**Activity**
Below are some entries; set them all down exactly.

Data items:
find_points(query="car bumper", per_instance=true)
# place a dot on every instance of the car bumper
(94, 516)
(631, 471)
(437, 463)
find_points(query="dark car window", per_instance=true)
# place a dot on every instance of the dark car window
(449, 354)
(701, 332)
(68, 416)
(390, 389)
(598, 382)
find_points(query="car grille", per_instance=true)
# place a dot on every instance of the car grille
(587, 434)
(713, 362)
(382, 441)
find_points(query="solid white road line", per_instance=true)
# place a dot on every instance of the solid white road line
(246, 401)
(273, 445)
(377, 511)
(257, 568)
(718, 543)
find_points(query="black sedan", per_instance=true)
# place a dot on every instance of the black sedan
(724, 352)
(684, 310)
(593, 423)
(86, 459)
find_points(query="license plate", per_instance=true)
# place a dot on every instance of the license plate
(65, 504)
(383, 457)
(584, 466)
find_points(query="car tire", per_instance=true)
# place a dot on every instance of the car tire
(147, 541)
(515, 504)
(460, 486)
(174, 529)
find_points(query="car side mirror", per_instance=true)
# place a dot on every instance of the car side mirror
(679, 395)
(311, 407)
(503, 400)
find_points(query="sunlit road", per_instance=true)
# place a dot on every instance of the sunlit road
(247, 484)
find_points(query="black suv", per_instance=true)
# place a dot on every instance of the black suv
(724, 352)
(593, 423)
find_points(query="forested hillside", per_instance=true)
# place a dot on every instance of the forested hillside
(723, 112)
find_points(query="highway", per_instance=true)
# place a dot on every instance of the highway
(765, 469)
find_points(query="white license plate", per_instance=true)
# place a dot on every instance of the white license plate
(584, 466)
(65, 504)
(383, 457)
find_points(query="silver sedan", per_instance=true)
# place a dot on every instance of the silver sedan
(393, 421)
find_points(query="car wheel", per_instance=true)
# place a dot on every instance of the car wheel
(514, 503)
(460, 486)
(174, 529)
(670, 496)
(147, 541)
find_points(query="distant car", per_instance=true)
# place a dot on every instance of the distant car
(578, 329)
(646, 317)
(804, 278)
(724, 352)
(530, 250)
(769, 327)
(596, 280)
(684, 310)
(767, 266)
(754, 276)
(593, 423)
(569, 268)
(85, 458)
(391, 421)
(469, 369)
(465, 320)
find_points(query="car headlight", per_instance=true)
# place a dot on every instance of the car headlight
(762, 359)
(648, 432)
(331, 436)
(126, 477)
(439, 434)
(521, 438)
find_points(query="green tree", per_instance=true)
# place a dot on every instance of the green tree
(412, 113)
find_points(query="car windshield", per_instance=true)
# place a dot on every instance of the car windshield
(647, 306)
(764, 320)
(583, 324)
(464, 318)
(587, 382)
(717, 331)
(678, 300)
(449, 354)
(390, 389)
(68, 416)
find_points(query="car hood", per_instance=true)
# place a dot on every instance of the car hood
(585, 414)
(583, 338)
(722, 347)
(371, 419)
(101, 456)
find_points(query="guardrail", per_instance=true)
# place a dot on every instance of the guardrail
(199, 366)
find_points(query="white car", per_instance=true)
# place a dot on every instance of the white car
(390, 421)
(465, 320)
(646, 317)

**Your solution**
find_points(query="car bumper", per_instance=true)
# place a dot on every instance of the car bumper
(94, 516)
(631, 471)
(437, 463)
find_points(query="dark car window", per_instance=true)
# place a dot on every instance of the dark car window
(449, 354)
(701, 332)
(68, 416)
(390, 389)
(598, 382)
find_points(query="car grille", per_instance=true)
# place a dot on every instance of the car grille
(587, 434)
(713, 362)
(382, 441)
find_points(query="solid white road line", per_instance=true)
# place a dot on every instance of the solid white road line
(246, 401)
(273, 445)
(377, 511)
(257, 568)
(718, 543)
find_points(query="black sedan", per_instance=true)
# place a dot on every instance of the black sedan
(724, 352)
(684, 310)
(593, 423)
(86, 459)
find_points(query="license plate", per_instance=true)
# place a dot on every instance of the license plate
(65, 504)
(383, 457)
(584, 466)
find_points(query="car tire", per_instance=true)
# place a dot on every instance of the car tire
(147, 541)
(515, 504)
(460, 486)
(174, 529)
find_points(query="car side mirror", per_instance=true)
# place a dot on every instance of the car side mirror
(679, 395)
(311, 407)
(503, 400)
find_points(query="sunlit road", per_instance=true)
# place a dot on every instance of the sunlit road
(247, 484)
find_points(query="black suv", per_instance=true)
# place a dot on every instance of the black suv
(724, 352)
(593, 423)
find_points(query="forested hillside", per_instance=true)
# place a dot on every instance of the forested hillside
(723, 112)
find_points(query="highway", per_instance=true)
# place a dot on every instance of the highway
(765, 469)
find_points(query="white license plate", per_instance=true)
# place a dot on every instance of the white license plate
(584, 466)
(65, 504)
(383, 457)
find_points(query="silver sedan", per_instance=true)
# place a dot on every instance of the silver sedan
(393, 421)
find_points(query="car wheel", per_instance=true)
# place a dot on every instance of the car wheel
(514, 503)
(460, 486)
(174, 529)
(670, 496)
(147, 541)
find_points(query="distant car", per_instance=true)
# place a dot on every instance of the distant car
(578, 329)
(646, 317)
(804, 278)
(724, 352)
(530, 250)
(769, 327)
(596, 280)
(684, 310)
(767, 266)
(754, 276)
(593, 423)
(569, 268)
(85, 458)
(391, 421)
(469, 369)
(465, 320)
find_points(query="car headlight", per_instance=true)
# place a dot on every instance of the car headlight
(762, 359)
(648, 432)
(331, 436)
(126, 477)
(439, 434)
(521, 438)
find_points(query="green tree", per_instance=true)
# place a dot on every instance of the green tree
(412, 113)
find_points(query="car windshield", per_instance=true)
# place a dot on every instance of the car windshield
(647, 306)
(764, 320)
(583, 324)
(464, 318)
(587, 382)
(717, 331)
(678, 300)
(449, 354)
(390, 389)
(68, 416)
find_points(query="car hood", per_instance=true)
# place a dot on every instance of the car hood
(585, 414)
(583, 338)
(722, 347)
(371, 419)
(101, 456)
find_points(query="guardrail", per_instance=true)
# place a dot on every instance of the guardrail
(199, 366)
find_points(query="white car", per_instance=true)
# place a dot on every instance of the white car
(390, 421)
(465, 320)
(646, 317)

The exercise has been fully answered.